Exercise instructions
Output the lines below exactly, starting at the line that contains "In this exercise you will indicate the green copper" and ending at the line that contains "point(950, 117)", with both of those lines included and nothing outside them.

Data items
★ ★ ★ ★ ★ ★ ★
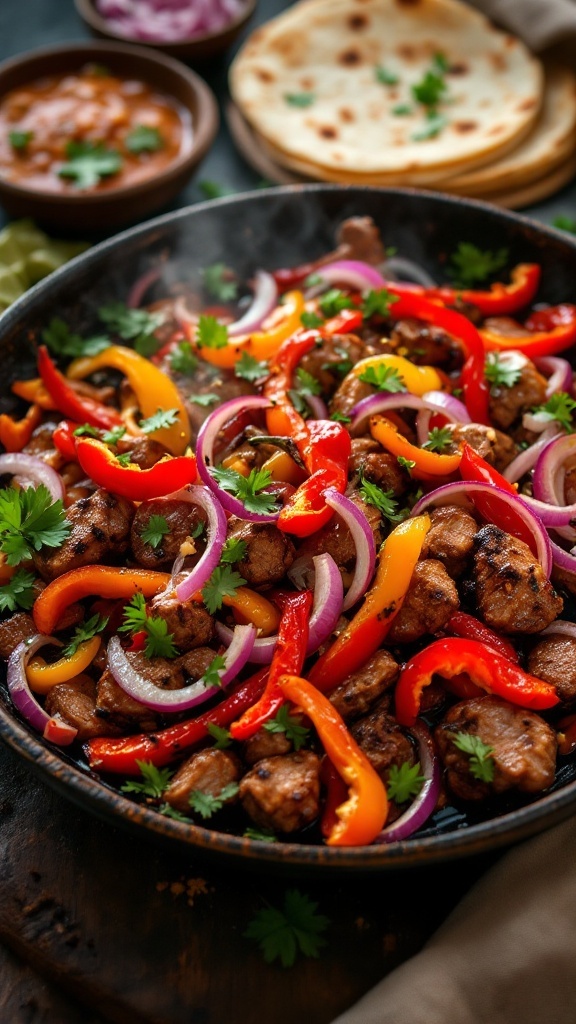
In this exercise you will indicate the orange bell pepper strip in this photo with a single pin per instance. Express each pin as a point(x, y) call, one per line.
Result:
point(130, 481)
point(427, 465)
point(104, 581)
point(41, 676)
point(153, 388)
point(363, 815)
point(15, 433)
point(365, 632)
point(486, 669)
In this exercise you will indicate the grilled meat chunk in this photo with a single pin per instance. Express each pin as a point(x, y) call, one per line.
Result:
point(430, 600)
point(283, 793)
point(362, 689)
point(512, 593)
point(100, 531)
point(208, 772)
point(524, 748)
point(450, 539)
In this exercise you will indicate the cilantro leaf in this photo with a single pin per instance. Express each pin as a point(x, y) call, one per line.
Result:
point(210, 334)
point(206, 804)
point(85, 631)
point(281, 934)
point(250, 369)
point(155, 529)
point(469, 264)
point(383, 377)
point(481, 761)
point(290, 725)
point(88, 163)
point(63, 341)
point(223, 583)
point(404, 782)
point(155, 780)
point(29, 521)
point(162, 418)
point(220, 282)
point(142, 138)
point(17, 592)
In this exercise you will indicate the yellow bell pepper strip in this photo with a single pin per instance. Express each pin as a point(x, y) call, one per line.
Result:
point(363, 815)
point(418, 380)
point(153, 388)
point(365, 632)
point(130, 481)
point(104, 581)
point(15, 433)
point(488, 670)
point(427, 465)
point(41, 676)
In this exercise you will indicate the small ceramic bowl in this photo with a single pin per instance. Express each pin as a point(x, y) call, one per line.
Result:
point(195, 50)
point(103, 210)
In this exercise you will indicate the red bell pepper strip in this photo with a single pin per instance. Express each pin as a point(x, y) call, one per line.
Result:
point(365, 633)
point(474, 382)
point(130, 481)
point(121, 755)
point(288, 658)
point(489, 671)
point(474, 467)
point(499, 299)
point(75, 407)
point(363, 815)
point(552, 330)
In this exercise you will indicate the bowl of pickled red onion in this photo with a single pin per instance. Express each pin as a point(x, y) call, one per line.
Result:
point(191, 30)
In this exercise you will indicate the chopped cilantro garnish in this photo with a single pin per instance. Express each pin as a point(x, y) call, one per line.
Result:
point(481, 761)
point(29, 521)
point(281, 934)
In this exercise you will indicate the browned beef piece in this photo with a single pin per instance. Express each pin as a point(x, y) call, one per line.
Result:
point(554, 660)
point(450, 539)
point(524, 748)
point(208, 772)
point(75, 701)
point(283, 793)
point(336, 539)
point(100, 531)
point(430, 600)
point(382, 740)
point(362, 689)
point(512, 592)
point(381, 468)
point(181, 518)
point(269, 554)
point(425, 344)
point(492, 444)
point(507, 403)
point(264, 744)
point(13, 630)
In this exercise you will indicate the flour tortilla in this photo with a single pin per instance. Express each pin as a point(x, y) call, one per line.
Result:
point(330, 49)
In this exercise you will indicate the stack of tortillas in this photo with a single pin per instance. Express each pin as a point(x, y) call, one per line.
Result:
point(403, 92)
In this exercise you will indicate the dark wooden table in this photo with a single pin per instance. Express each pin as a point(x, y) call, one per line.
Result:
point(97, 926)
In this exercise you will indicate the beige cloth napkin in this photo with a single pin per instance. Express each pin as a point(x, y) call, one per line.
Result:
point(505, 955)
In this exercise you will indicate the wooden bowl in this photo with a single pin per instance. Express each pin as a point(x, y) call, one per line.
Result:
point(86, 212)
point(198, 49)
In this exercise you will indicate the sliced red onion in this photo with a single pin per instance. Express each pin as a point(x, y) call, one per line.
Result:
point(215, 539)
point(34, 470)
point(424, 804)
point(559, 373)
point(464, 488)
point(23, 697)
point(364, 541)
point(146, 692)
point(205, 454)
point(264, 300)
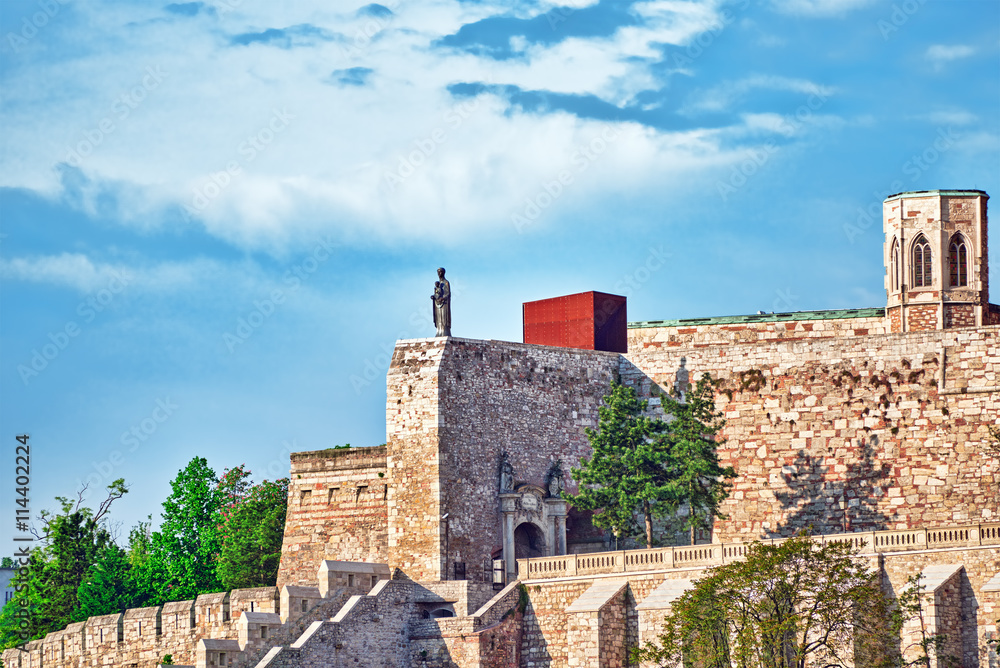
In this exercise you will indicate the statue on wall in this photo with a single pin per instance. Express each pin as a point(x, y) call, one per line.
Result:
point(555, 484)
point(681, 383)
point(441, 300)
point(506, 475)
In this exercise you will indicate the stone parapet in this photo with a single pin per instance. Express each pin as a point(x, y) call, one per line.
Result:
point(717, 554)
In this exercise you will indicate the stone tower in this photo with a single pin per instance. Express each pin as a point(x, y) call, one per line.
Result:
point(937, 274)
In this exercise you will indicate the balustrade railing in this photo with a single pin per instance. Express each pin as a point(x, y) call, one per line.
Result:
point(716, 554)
★ ★ ★ ★ ★ ★ ★
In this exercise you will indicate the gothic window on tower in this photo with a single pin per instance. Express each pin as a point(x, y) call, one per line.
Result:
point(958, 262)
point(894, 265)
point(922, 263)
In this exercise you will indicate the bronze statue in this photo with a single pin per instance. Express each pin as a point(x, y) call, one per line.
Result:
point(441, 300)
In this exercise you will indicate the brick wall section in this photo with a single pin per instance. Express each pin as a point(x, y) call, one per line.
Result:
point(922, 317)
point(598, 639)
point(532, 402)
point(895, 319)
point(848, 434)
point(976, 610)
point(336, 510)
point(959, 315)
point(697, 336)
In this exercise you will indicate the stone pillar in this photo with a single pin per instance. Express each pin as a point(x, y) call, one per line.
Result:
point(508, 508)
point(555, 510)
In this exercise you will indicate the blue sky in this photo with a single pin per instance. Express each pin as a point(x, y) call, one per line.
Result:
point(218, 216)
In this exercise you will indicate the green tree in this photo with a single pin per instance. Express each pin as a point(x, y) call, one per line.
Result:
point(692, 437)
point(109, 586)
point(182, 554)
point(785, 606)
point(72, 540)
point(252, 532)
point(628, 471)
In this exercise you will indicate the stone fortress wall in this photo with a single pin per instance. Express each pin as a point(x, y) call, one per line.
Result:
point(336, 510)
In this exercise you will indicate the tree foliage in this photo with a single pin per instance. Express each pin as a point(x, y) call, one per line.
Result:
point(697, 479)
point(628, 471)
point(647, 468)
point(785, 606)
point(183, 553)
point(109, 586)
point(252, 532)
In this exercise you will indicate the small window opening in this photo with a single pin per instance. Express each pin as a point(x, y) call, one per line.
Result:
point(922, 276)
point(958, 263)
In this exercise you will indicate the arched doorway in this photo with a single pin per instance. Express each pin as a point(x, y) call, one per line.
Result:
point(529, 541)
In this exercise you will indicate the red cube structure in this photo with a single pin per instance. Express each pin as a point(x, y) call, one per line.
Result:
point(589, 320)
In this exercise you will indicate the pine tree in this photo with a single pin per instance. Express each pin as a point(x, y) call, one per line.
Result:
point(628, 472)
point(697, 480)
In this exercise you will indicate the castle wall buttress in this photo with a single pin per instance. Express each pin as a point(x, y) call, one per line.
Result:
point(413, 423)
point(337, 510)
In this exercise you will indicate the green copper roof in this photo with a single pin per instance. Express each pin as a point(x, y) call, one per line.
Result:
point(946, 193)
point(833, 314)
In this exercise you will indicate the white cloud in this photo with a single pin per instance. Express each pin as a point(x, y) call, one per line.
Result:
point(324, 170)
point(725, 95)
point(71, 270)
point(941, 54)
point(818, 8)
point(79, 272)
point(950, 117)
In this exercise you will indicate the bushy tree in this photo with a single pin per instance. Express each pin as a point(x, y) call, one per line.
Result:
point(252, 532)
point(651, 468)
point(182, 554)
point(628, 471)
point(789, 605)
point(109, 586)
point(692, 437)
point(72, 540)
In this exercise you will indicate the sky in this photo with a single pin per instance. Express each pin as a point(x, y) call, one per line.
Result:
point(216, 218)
★ ★ ★ ★ ★ ★ ★
Finished task
In this exercise you will indicate the green copper roof in this photo with a single pin per instance. Express each pin as a point(x, y) call, one per line.
Result:
point(946, 193)
point(833, 314)
In this exercise you will indicate the white cloud in this photo with a single pin per instance. Express each pin as a point(x, y) call, one per line.
Result:
point(324, 170)
point(725, 95)
point(71, 270)
point(941, 54)
point(818, 8)
point(79, 272)
point(950, 117)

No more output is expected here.